▸ **Set task**: Could you turn the material below into a Markdown table with two columns, "No." for the row number and "Line" for the text, skipping blank lines and leaving out the pictures?

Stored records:

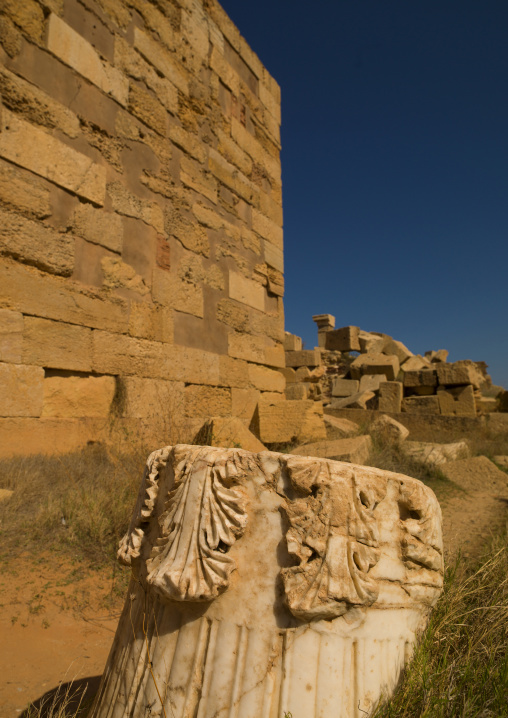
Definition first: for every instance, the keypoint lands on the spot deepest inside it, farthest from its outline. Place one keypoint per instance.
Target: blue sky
(394, 166)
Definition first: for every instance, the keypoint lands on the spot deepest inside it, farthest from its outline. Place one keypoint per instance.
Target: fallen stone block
(390, 396)
(345, 387)
(458, 401)
(280, 421)
(477, 474)
(292, 343)
(355, 450)
(375, 364)
(338, 428)
(421, 405)
(359, 400)
(227, 432)
(398, 349)
(371, 382)
(344, 339)
(216, 613)
(388, 428)
(306, 357)
(433, 454)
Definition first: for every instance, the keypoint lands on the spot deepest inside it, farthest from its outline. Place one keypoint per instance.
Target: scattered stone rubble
(354, 369)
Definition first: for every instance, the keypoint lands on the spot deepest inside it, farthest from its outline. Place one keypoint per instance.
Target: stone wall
(141, 222)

▸ **The completed task**:
| No. | Line |
|---|---|
| 1 | Definition first: for every instance, the keypoint lands on the spot deepest inside it, farthest from its outline. Place one keypoint per instance. |
| 2 | Target: blue sky |
| 3 | (394, 166) |
| 4 | Definition first: for every instance, the keypoint lands on the spot deepest inside it, farthest from its outline. Place one keypoint per instance. |
| 5 | Target: fallen stone block |
| 6 | (390, 396) |
| 7 | (345, 387) |
| 8 | (458, 401) |
| 9 | (280, 421) |
| 10 | (477, 474) |
| 11 | (292, 343) |
| 12 | (355, 450) |
| 13 | (375, 364) |
| 14 | (338, 428) |
| 15 | (421, 405) |
| 16 | (359, 400) |
| 17 | (227, 432) |
| 18 | (398, 349) |
| 19 | (371, 382) |
| 20 | (344, 339) |
| 21 | (216, 613) |
| 22 | (388, 428) |
| 23 | (306, 357) |
| 24 | (433, 454) |
| 25 | Definition first: for every instance, the keypoint lands on the spot deepest inside it, farthest from its outline. Place one keypoint per instance. |
| 26 | Target: scattered stone rubble |
| 27 | (354, 369) |
| 28 | Definition first: for every instance, the keypoint lands on the spot deepest inside it, farthest from its outline. Place one keypoint per instance. |
| 29 | Target: stone wall |
| 30 | (141, 222) |